EXERCISE DESCRIPTION ->
In the account of a child with Familial Dysautonomia, what substance in food did Dr. Rubin's testing identify?

Our child was diagnosed with Familial Dysautonomia (FD) at age two. That finding allowed us to move from searching for a diagnosis to beginning treatment and the feeling that there was some hope for the future. From age 2 to age 12 we followed the accepted protocol for the treatment of FD. Our family, including our child, was not satisfied with the side effects of the medications and how often it sidelined our child. When Dr. Rubin began his research in 2000, we welcomed another voice in the FD community that might shed more light on what was the root cause of FD. We could not change that our child had FD, but we knew that all those with FD should have more treatment options.
In the summer of 2003 we visited Dr. Rubin’s lab. It was the beginning of his testing that would lead to the identification of a substance, tyramine, in food that contributed to the continued breakdown in the health of those with FD. As Dr. Rubin questioned us about the foods our child ate, he hypothesized that there was a connection between food and the health of those with FD. It was anecdotal, but our child already didn’t eat many of the foods on the list of foods to avoid. We would discover as the list of tyramine-laden foods evolved, was that the times our child was in crises linked directly back to foods consumed. One by one, as we eliminated each of the foods linked to cause harm to those with FD, so too our child’s health improved. Not only did the time between crises increase, but the recovery from each crisis resolved quicker. First to disappear were the migraine headaches and the medication to control them. This would be repeated over and over again. For the past seven years our child has not been on any medications, except for the supplements discovered in Dr. Rubin’s lab and the occasional “normal” medications prescribed for typical illness like a sinus infection.

EXERCISE DATA ->
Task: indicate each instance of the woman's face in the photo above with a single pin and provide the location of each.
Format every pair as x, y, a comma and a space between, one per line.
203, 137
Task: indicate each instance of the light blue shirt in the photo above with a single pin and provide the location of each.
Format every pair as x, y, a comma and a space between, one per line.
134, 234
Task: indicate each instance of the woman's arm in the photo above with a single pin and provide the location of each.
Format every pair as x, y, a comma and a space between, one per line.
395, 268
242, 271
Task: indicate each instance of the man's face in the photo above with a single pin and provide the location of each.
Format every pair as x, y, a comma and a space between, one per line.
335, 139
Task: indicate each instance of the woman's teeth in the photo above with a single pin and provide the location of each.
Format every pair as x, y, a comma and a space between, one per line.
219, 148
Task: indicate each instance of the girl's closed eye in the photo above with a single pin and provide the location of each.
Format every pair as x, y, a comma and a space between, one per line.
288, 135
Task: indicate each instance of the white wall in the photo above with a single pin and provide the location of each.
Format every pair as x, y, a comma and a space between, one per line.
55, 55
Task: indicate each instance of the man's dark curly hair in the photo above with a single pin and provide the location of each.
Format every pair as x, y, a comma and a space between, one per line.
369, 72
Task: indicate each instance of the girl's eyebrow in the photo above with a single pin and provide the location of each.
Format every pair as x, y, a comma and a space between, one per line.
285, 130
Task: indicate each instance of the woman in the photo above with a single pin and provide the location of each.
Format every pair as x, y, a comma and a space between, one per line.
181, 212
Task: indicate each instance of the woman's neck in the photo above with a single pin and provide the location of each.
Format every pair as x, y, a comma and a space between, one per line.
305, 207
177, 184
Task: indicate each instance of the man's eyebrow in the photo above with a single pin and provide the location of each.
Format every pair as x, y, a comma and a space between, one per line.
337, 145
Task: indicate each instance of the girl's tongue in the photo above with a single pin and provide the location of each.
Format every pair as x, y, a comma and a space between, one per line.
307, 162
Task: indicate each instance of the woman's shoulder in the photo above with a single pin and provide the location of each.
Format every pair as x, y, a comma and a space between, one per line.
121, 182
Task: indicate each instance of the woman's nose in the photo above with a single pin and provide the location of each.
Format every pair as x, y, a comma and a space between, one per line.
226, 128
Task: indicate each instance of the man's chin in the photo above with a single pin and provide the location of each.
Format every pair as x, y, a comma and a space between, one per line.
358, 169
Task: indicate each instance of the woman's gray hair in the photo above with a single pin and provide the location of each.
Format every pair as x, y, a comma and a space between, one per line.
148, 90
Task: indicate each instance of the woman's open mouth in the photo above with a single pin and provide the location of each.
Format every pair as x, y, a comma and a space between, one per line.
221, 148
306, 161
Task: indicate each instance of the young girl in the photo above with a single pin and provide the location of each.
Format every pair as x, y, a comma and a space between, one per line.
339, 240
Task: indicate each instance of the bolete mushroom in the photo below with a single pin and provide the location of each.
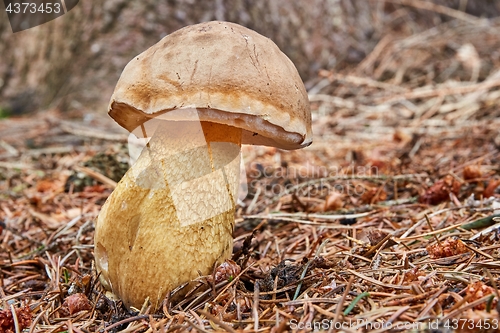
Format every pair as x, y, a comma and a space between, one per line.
204, 90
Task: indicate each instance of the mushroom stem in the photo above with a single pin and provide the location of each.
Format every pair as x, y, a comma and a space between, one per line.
172, 214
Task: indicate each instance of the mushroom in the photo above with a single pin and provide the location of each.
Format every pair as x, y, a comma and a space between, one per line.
203, 91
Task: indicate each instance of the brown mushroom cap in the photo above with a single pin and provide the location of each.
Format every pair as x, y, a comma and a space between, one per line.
250, 84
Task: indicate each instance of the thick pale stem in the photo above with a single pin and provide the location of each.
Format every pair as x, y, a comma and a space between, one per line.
172, 214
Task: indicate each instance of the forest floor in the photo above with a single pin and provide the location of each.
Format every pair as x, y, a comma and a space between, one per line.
390, 219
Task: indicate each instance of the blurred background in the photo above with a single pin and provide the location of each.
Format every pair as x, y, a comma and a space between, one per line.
73, 62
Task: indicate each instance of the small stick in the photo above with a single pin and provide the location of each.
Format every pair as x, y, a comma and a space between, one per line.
432, 229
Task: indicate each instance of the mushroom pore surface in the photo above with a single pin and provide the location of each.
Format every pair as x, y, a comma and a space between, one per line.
172, 214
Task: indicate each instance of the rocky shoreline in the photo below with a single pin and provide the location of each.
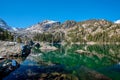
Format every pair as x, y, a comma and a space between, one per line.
8, 49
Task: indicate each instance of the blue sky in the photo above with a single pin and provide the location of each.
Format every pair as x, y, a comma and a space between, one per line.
23, 13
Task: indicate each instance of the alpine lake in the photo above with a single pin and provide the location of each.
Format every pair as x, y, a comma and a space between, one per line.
102, 59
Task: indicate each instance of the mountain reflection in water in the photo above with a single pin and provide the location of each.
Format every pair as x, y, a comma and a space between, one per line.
103, 59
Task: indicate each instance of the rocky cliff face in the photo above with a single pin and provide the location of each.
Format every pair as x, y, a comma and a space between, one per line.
43, 26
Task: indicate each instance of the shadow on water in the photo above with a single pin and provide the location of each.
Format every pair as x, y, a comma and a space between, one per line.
101, 64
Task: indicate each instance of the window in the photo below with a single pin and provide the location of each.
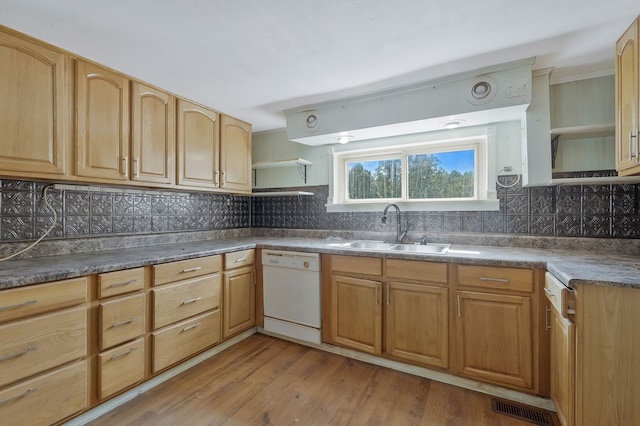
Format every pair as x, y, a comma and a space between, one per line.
433, 175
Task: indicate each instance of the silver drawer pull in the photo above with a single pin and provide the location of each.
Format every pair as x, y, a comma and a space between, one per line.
19, 305
17, 354
123, 322
195, 299
498, 280
191, 327
23, 394
123, 283
115, 356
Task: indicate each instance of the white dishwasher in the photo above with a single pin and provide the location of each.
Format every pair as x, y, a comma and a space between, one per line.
291, 294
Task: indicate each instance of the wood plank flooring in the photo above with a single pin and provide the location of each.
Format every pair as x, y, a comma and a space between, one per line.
267, 381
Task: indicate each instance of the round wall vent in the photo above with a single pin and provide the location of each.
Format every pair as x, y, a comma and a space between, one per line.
482, 90
312, 121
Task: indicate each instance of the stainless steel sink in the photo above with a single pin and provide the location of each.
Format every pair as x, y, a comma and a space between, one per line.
430, 248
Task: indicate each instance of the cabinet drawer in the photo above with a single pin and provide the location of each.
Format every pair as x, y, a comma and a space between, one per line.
27, 301
121, 319
357, 265
175, 343
179, 301
46, 399
557, 294
512, 279
184, 269
33, 345
238, 259
120, 368
120, 282
415, 270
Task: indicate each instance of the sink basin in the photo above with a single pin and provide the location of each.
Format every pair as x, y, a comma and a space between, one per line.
370, 245
431, 248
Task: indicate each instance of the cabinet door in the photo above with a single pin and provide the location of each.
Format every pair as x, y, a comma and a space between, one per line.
356, 313
34, 108
563, 342
153, 133
102, 121
416, 323
627, 101
239, 301
198, 146
494, 338
235, 154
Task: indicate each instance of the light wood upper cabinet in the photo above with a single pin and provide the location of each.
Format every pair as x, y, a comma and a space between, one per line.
198, 144
235, 154
102, 123
153, 135
34, 108
627, 84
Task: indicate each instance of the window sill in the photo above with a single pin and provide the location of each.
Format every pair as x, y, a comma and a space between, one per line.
466, 205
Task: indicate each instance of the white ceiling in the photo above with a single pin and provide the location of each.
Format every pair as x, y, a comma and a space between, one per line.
255, 58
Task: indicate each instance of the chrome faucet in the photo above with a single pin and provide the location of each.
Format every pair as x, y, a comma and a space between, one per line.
400, 233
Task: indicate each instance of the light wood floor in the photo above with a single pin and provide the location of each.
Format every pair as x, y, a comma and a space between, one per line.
268, 381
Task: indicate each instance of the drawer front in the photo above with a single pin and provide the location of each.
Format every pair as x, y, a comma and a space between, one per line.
415, 270
184, 269
46, 399
556, 293
120, 282
180, 301
33, 345
121, 319
182, 340
238, 259
489, 277
357, 265
120, 368
32, 300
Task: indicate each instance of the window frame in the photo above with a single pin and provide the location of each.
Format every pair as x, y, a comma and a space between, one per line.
481, 142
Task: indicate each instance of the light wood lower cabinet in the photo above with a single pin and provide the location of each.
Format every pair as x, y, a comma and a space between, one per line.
417, 323
179, 341
494, 338
46, 399
357, 313
120, 368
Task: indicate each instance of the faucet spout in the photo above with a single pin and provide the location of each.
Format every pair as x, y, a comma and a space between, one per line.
400, 233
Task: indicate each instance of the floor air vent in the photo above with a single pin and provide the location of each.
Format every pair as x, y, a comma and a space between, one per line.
522, 412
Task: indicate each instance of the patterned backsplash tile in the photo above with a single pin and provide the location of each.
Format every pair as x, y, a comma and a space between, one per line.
603, 211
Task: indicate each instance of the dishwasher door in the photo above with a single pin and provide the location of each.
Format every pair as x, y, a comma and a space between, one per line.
291, 294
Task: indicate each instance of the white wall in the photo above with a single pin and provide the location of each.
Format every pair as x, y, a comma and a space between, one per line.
274, 146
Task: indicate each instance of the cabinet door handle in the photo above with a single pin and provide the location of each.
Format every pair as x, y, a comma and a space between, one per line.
23, 394
547, 325
191, 327
115, 356
123, 322
123, 283
497, 280
136, 167
18, 305
194, 300
17, 354
125, 166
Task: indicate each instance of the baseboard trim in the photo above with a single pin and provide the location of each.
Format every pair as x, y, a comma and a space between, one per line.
127, 396
493, 390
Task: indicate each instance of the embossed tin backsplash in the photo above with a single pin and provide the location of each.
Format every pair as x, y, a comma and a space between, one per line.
606, 211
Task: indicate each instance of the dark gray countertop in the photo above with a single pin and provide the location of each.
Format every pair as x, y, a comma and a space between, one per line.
572, 268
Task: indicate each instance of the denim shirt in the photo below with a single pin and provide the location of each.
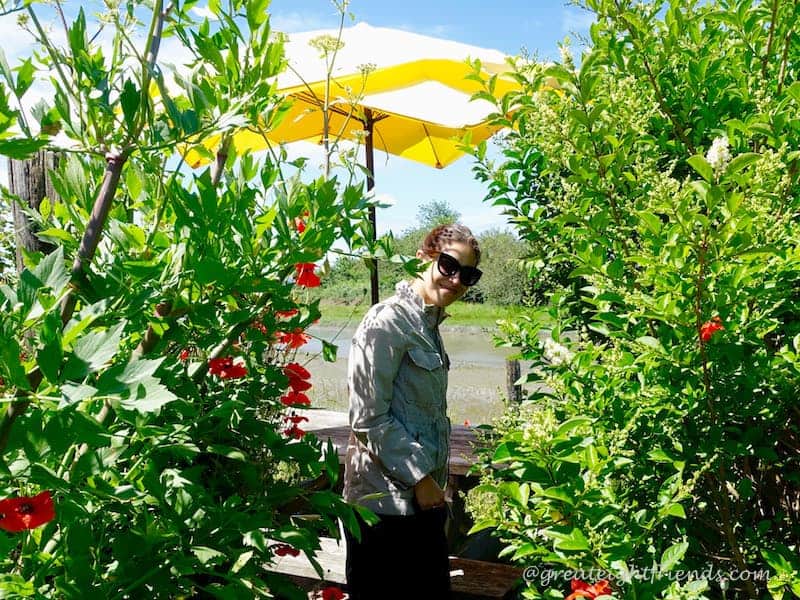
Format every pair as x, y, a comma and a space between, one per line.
397, 380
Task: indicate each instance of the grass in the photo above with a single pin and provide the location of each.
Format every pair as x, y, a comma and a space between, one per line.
464, 314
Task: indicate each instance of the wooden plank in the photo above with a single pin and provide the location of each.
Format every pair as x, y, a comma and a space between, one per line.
334, 425
470, 579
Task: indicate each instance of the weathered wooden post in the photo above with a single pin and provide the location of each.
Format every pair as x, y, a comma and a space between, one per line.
513, 373
28, 180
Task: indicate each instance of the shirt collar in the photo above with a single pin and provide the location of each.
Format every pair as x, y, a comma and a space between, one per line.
431, 313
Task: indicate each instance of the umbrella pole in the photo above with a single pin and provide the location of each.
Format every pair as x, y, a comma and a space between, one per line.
368, 127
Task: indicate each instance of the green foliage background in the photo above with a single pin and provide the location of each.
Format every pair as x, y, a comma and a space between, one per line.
651, 445
505, 281
168, 481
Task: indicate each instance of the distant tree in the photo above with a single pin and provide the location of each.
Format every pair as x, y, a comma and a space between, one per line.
436, 212
505, 281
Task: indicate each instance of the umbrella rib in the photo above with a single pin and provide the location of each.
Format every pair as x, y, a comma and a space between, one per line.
433, 148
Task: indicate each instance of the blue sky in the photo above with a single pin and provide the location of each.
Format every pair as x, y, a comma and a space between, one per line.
506, 25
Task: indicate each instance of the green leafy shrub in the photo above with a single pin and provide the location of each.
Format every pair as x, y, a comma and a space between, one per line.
664, 434
144, 362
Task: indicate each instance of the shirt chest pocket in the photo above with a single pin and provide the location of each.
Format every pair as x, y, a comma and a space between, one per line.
427, 378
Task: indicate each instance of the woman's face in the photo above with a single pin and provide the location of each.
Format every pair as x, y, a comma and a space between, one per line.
437, 289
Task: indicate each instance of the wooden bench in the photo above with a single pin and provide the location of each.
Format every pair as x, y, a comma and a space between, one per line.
470, 579
334, 426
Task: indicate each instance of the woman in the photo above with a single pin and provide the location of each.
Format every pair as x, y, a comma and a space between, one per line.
398, 452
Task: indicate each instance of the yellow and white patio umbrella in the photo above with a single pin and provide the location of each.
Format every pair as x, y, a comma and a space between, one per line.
400, 92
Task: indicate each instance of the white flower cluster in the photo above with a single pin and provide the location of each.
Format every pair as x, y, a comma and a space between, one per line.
719, 155
556, 353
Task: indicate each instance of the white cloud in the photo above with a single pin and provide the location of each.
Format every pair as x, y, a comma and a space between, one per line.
386, 199
16, 41
440, 31
203, 12
296, 21
576, 21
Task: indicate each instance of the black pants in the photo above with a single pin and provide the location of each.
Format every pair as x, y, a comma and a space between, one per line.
400, 557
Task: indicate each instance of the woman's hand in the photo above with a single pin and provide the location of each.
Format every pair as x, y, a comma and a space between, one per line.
428, 493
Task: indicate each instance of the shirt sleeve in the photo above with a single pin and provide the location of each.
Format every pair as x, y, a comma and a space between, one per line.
376, 354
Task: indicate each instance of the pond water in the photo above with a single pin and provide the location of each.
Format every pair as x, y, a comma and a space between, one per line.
477, 377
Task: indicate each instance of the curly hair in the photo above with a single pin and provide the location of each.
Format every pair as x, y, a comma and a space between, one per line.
439, 236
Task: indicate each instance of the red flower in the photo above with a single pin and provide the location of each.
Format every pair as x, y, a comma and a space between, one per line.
225, 368
709, 328
296, 370
295, 418
305, 275
19, 514
284, 549
298, 376
294, 339
332, 593
294, 431
260, 326
581, 589
295, 399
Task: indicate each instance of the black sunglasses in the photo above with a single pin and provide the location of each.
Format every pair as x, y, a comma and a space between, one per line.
449, 266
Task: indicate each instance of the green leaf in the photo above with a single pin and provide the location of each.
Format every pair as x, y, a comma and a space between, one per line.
564, 493
651, 342
226, 451
24, 77
571, 424
329, 351
52, 271
700, 164
573, 540
147, 396
207, 555
72, 393
21, 148
93, 351
674, 510
741, 161
673, 555
130, 99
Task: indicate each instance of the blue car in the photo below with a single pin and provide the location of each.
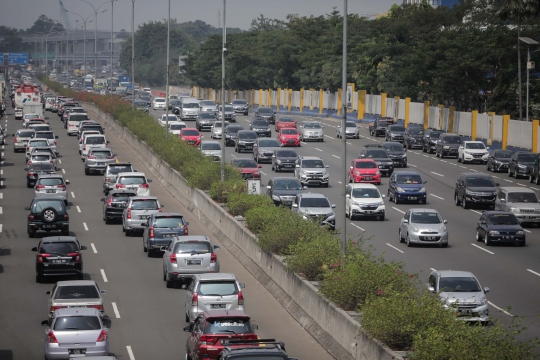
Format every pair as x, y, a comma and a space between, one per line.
406, 186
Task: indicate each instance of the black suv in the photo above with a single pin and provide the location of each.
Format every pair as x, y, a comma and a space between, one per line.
448, 145
475, 189
47, 213
59, 256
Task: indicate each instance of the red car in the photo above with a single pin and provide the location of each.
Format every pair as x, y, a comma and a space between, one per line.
191, 136
289, 137
248, 167
365, 171
210, 332
285, 122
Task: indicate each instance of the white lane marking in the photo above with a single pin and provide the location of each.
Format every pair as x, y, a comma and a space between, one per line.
116, 313
534, 272
395, 248
498, 308
104, 276
481, 248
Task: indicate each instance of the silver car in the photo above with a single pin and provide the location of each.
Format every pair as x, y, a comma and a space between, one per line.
207, 292
423, 226
51, 185
188, 255
81, 328
461, 291
311, 131
137, 211
75, 294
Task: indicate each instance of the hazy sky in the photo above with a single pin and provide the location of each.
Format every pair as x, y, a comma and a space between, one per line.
23, 13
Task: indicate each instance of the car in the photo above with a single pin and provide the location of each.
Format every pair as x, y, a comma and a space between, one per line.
212, 329
396, 152
448, 145
264, 148
267, 113
36, 170
240, 106
97, 160
521, 201
212, 291
364, 200
282, 190
499, 227
378, 127
498, 160
284, 122
473, 151
75, 294
81, 328
311, 170
407, 186
191, 136
186, 256
364, 171
312, 206
261, 127
475, 189
47, 213
519, 163
133, 181
461, 292
248, 168
59, 256
284, 159
311, 131
423, 226
380, 156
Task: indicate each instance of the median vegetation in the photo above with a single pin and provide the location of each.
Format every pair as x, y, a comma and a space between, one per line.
394, 306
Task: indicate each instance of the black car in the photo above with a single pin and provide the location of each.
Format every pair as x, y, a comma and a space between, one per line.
397, 153
395, 133
284, 159
245, 139
35, 170
448, 145
231, 132
498, 160
59, 256
475, 189
283, 190
159, 230
47, 213
115, 203
519, 163
261, 126
499, 227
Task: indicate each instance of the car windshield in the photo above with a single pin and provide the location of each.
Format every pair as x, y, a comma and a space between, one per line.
425, 218
522, 197
70, 323
76, 292
458, 284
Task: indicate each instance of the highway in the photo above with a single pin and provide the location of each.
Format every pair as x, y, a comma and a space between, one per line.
512, 273
146, 318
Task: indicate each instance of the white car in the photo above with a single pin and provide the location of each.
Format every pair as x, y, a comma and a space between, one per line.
473, 151
364, 200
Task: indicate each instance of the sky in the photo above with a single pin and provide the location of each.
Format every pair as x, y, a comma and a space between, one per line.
23, 13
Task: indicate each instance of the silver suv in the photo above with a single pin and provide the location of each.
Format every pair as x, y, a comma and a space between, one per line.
310, 170
213, 292
188, 255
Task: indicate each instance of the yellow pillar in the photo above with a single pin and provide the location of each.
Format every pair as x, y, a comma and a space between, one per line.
506, 118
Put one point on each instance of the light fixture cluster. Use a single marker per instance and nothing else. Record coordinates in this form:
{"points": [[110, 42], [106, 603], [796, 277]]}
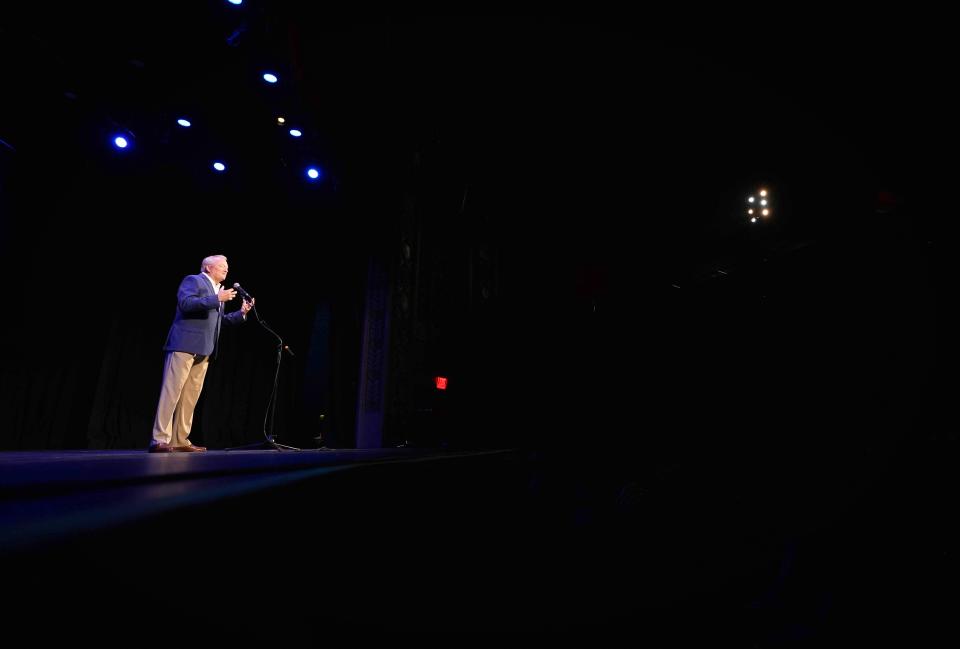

EXERCISE OUTPUT ->
Tyramine